| AIM OF THE TASK |
Please restate word for word the line holding "# locate white sail: put" and every following line through the end of the entries.

_____

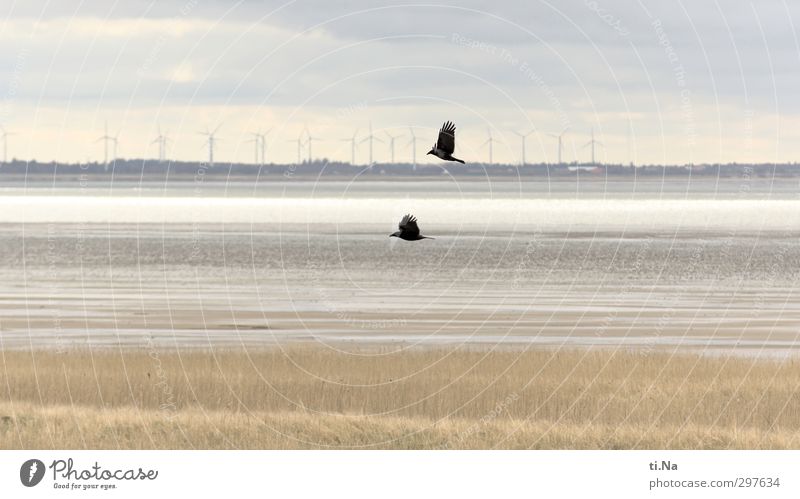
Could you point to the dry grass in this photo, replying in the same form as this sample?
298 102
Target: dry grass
311 397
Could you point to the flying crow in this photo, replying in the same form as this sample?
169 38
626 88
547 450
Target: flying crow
446 144
409 229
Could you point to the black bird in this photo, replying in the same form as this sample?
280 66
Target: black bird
446 144
409 230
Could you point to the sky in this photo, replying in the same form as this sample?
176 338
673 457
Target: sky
655 82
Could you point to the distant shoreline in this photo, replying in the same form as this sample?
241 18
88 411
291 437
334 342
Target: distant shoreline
147 170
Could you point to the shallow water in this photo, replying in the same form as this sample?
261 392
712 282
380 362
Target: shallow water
708 266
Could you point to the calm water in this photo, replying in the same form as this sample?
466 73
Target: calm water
690 264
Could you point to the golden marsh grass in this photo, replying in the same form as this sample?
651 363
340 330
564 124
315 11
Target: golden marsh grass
310 397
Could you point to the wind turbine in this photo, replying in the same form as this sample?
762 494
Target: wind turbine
106 138
490 141
370 138
391 143
257 137
263 137
559 137
161 140
522 137
212 139
299 141
352 141
592 143
5 143
310 140
413 143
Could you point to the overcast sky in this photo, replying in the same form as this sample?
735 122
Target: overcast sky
658 81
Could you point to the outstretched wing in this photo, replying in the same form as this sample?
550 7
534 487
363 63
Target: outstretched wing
408 226
447 138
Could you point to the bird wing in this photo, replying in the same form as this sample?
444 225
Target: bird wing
408 226
447 138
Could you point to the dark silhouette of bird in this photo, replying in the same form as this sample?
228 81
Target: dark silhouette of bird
446 144
409 230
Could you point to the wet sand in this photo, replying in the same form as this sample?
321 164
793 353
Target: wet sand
210 286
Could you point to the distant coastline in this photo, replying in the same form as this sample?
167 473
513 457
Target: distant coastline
152 170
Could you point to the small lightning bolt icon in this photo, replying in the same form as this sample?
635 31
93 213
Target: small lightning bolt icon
32 472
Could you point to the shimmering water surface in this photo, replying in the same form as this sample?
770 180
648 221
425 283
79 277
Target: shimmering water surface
708 265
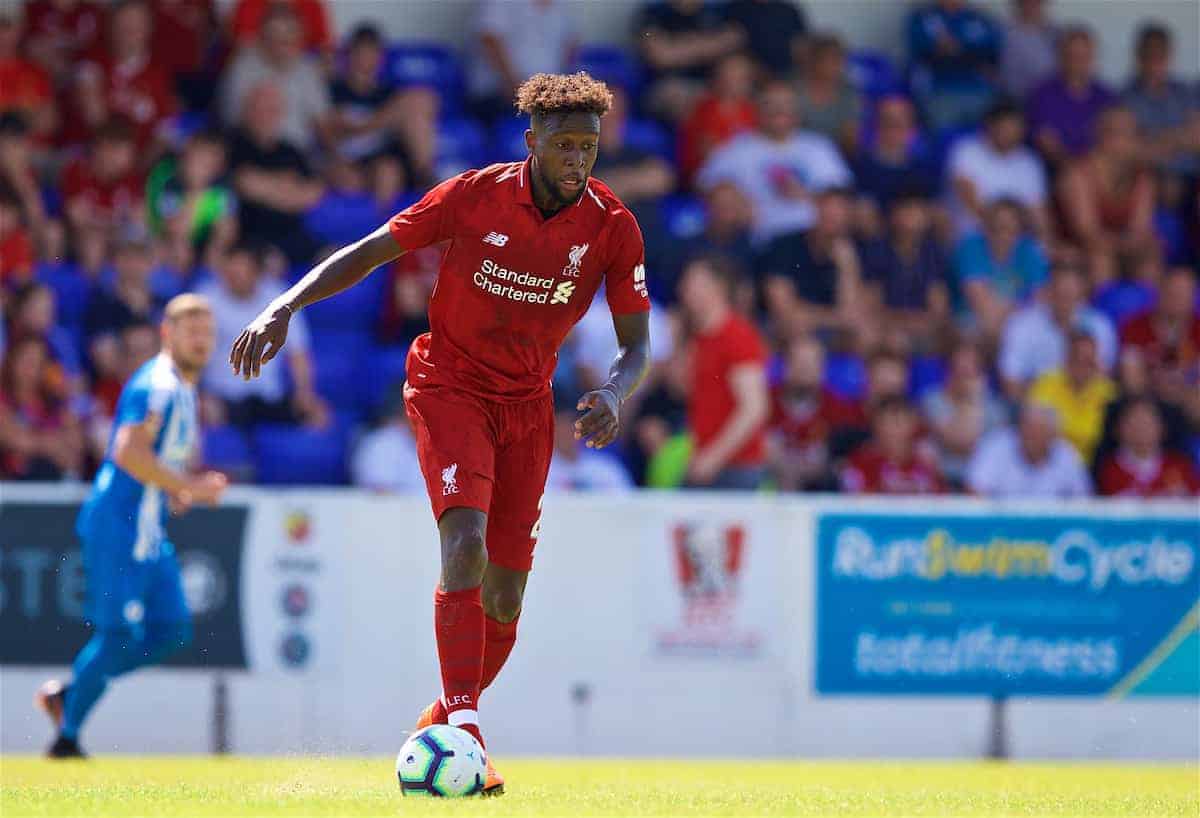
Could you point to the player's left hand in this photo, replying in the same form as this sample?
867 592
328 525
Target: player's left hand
601 422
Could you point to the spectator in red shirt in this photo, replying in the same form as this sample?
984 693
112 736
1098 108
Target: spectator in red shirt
24 85
1169 340
725 110
888 463
184 32
59 31
105 188
803 415
729 402
39 438
123 79
1141 467
16 246
17 170
246 22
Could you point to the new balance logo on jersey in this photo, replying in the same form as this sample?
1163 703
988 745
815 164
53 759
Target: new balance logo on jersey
640 281
574 259
450 480
563 293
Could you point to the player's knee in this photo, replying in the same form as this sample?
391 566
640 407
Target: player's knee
463 557
502 602
179 635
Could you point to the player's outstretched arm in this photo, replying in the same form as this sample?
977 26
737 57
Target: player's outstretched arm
601 423
264 336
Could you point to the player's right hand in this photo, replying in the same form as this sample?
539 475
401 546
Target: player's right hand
204 488
259 342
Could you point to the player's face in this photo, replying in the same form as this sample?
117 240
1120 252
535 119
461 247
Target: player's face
564 151
190 340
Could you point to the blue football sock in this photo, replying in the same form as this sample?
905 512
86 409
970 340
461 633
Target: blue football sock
111 654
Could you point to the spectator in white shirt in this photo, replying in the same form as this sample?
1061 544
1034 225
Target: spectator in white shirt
597 344
1031 47
517 38
778 167
576 468
385 458
279 59
237 295
1035 338
996 164
1032 461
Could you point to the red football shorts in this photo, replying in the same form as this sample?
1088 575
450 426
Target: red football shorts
489 456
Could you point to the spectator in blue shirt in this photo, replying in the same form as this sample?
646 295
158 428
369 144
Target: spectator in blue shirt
1000 268
954 49
891 164
906 271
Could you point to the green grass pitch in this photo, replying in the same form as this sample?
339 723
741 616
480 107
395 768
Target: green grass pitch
165 787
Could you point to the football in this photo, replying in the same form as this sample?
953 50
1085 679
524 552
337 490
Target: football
443 762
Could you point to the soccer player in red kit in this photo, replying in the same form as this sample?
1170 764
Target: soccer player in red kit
529 244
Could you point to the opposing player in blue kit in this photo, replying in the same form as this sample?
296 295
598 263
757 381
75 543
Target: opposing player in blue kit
135 595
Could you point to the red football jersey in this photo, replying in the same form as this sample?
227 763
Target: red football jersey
77 29
1168 475
23 85
1182 352
513 283
869 471
139 90
711 400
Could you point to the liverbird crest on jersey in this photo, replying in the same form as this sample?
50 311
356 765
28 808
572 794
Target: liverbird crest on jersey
574 259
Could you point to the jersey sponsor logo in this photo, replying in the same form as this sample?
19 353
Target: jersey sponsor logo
133 612
574 259
563 293
640 281
450 480
513 284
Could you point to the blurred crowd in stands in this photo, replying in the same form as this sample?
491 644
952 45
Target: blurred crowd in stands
970 270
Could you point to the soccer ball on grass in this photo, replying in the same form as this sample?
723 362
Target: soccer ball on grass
442 761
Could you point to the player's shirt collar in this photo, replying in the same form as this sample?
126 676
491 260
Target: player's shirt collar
523 192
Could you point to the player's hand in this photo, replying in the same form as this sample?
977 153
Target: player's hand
261 341
205 488
601 422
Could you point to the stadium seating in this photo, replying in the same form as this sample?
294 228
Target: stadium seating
507 142
341 360
299 456
226 449
846 376
611 64
683 216
462 144
387 372
340 218
427 64
874 73
651 137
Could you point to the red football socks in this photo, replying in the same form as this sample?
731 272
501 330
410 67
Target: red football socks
459 625
498 641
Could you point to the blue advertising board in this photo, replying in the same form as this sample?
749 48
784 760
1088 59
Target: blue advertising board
1007 605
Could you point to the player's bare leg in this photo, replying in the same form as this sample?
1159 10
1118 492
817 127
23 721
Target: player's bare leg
459 623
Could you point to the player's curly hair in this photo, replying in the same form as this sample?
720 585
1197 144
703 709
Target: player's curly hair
563 94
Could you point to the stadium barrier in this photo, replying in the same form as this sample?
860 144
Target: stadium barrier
655 624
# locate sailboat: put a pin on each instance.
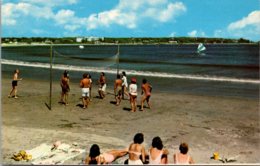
(201, 48)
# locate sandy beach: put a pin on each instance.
(226, 125)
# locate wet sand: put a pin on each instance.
(227, 125)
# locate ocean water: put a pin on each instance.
(222, 70)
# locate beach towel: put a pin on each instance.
(44, 154)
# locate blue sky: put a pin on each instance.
(131, 18)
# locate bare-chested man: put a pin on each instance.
(85, 85)
(65, 88)
(118, 89)
(146, 92)
(15, 83)
(102, 85)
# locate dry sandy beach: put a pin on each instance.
(227, 125)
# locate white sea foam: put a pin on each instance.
(130, 72)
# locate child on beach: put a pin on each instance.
(15, 84)
(85, 85)
(65, 88)
(157, 155)
(146, 90)
(136, 150)
(133, 94)
(118, 89)
(102, 85)
(183, 157)
(95, 157)
(125, 85)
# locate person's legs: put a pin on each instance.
(132, 103)
(66, 98)
(148, 101)
(118, 153)
(142, 102)
(164, 159)
(11, 92)
(15, 92)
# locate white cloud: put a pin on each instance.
(252, 19)
(196, 33)
(129, 14)
(125, 13)
(247, 27)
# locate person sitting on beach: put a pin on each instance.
(158, 155)
(85, 85)
(95, 157)
(183, 157)
(65, 87)
(118, 89)
(125, 85)
(146, 92)
(102, 85)
(133, 94)
(136, 150)
(15, 84)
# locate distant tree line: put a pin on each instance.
(130, 40)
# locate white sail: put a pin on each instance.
(201, 48)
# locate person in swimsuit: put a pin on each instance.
(15, 84)
(136, 150)
(125, 85)
(118, 89)
(183, 157)
(146, 92)
(85, 85)
(102, 85)
(133, 94)
(90, 88)
(95, 157)
(157, 155)
(65, 88)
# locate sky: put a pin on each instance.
(131, 18)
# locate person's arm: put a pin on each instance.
(165, 152)
(87, 160)
(143, 154)
(81, 84)
(191, 161)
(174, 158)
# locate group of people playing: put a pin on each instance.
(120, 89)
(157, 154)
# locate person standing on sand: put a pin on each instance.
(85, 85)
(102, 85)
(95, 157)
(90, 88)
(15, 84)
(183, 157)
(133, 94)
(125, 85)
(118, 89)
(65, 88)
(146, 92)
(157, 155)
(136, 150)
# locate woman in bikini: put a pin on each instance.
(183, 157)
(15, 84)
(137, 151)
(95, 157)
(157, 155)
(133, 94)
(146, 91)
(65, 88)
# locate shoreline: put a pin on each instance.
(208, 124)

_____

| ANSWER SPACE |
# locate white sail: put a pin on each instance.
(201, 48)
# locate person in swimsuit: put a pin on each instance.
(15, 84)
(136, 150)
(125, 85)
(118, 89)
(183, 157)
(146, 92)
(85, 85)
(102, 85)
(133, 94)
(90, 88)
(95, 157)
(157, 155)
(65, 88)
# locate sky: put a pin on each instance.
(131, 18)
# locate person's arm: put a pin on each instance.
(165, 152)
(87, 160)
(143, 154)
(81, 84)
(191, 161)
(174, 158)
# locate group of people playing: put a pin on each instance.
(120, 89)
(157, 154)
# locate person standing on sand: put a pin on each instance.
(85, 85)
(102, 85)
(95, 157)
(90, 88)
(15, 84)
(183, 157)
(133, 94)
(125, 85)
(118, 89)
(65, 88)
(146, 92)
(157, 155)
(136, 150)
# locate woman in bikini: put a pin on each instance.
(183, 157)
(15, 84)
(137, 151)
(95, 157)
(157, 155)
(133, 94)
(146, 91)
(65, 88)
# locate shoreline: put a pin on each instance.
(208, 124)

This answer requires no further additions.